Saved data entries
-- start --
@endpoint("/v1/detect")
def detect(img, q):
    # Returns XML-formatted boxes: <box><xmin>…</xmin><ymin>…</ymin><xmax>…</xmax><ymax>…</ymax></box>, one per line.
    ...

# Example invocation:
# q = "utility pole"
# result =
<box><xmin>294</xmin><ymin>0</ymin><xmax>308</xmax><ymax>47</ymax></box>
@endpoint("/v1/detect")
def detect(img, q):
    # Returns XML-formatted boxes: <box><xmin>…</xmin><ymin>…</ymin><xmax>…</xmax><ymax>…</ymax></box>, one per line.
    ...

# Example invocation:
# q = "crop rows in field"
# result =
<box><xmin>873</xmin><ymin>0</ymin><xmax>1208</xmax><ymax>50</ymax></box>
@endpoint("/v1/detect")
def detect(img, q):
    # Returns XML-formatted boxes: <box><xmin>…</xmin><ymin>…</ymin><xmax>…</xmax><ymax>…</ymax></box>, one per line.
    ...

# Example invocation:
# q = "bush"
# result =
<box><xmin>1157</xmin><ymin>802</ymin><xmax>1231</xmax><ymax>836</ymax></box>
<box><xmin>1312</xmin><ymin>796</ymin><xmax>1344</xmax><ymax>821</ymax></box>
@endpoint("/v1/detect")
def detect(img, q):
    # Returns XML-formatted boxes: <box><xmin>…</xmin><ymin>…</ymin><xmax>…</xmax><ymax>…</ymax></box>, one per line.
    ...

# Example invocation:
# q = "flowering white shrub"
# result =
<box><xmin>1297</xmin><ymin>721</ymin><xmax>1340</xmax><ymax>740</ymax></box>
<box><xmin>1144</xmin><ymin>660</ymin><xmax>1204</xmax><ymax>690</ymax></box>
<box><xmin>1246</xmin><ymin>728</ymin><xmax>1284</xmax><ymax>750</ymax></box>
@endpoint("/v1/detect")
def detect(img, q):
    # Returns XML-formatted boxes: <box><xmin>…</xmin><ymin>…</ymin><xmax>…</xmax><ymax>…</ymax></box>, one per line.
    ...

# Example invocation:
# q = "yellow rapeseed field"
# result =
-- end --
* What is required *
Please find each line above that contains the string "field" and copy all of those lines out.

* Written solution *
# q = "crop rows in field"
# q = "yellow rapeseed field"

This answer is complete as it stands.